* [Instructions to follow] Every record below should be printed exactly as given.

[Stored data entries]
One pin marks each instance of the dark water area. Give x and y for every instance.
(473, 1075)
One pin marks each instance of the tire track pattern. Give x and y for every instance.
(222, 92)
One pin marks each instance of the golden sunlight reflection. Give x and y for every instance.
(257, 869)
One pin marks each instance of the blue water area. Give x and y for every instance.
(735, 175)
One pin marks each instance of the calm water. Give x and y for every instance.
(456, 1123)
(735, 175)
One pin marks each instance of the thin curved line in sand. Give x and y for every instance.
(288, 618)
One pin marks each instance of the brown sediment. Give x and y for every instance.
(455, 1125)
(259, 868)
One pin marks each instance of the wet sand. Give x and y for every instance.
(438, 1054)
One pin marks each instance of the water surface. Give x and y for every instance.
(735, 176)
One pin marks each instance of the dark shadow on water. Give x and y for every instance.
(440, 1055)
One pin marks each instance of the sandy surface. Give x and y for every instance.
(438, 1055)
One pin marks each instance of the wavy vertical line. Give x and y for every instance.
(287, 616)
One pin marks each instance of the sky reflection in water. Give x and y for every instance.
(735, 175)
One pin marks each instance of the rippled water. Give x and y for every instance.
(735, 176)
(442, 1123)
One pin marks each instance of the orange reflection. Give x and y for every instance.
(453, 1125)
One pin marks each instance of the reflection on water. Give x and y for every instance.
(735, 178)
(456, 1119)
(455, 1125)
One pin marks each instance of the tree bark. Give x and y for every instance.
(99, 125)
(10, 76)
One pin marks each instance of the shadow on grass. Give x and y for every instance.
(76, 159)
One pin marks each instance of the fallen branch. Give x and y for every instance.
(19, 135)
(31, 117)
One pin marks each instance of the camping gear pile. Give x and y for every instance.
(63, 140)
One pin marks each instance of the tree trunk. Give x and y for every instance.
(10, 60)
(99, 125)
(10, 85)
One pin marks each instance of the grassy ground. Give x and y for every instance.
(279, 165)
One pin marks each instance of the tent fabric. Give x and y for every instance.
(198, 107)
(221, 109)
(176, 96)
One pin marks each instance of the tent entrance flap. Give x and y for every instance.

* [Task answer]
One pin marks each instance of the dark water area. Give x and y for every instance.
(473, 1075)
One pin marks each instance of the tire track pattern. Give x and y for every instance.
(222, 92)
One pin marks each instance of the golden sunlight reflection. Give x and y for every instance.
(257, 869)
One pin marks each instance of the blue water area. Give x and y for every instance.
(735, 175)
One pin marks each instance of the calm water. Give x and y for every instance.
(456, 1123)
(735, 175)
One pin marks each instance of the thin curved line in sand. Give x and y for every instance.
(288, 618)
One pin marks each instance of the brown sediment. Give x and y for every instance.
(455, 1125)
(259, 868)
One pin marks each instance of the wet sand. Give x and y for every instance.
(438, 1054)
One pin marks each instance of the water surface. Give x and y for every instance.
(735, 176)
One pin marks each instance of the dark shadow on water. Give x and y for every instance.
(440, 1055)
One pin marks each instance of the sandy surface. Give x and y for every instance.
(438, 1055)
One pin marks each instance of the wavy vertical line. Give x and y for every instance.
(287, 616)
One pin marks each instance of the sky reflection in water. Give x and y for every instance.
(735, 175)
One pin marks each instance of the rippled water. Give x and y for every instance.
(735, 176)
(442, 1123)
One pin marks each instance of the orange reflection. Give x and y for every instance.
(453, 1125)
One pin marks each instance of the reflection on water. Give x and y for every instance.
(735, 178)
(456, 1119)
(455, 1125)
One pin marks each instance of the tree bark. Give x and y for every instance.
(99, 125)
(10, 76)
One pin marks each instance of the shadow on grass. Give x and y for every instance.
(76, 159)
One pin marks each instance of the fallen branch. Give x and y for every instance.
(19, 135)
(31, 117)
One pin marks each instance of the camping gear pile. Give x and y for every instance.
(63, 140)
One pin marks each instance of the tree trunk. Give x and y for every instance.
(10, 60)
(99, 125)
(10, 85)
One pin marks each instance of the grassy ground. Give x and y for every instance.
(279, 165)
One pin marks each instance of the tent fabric. Give x and y for every instance.
(198, 107)
(221, 109)
(176, 96)
One pin marks each instance of the tent entrance flap. Give x and y for every instance.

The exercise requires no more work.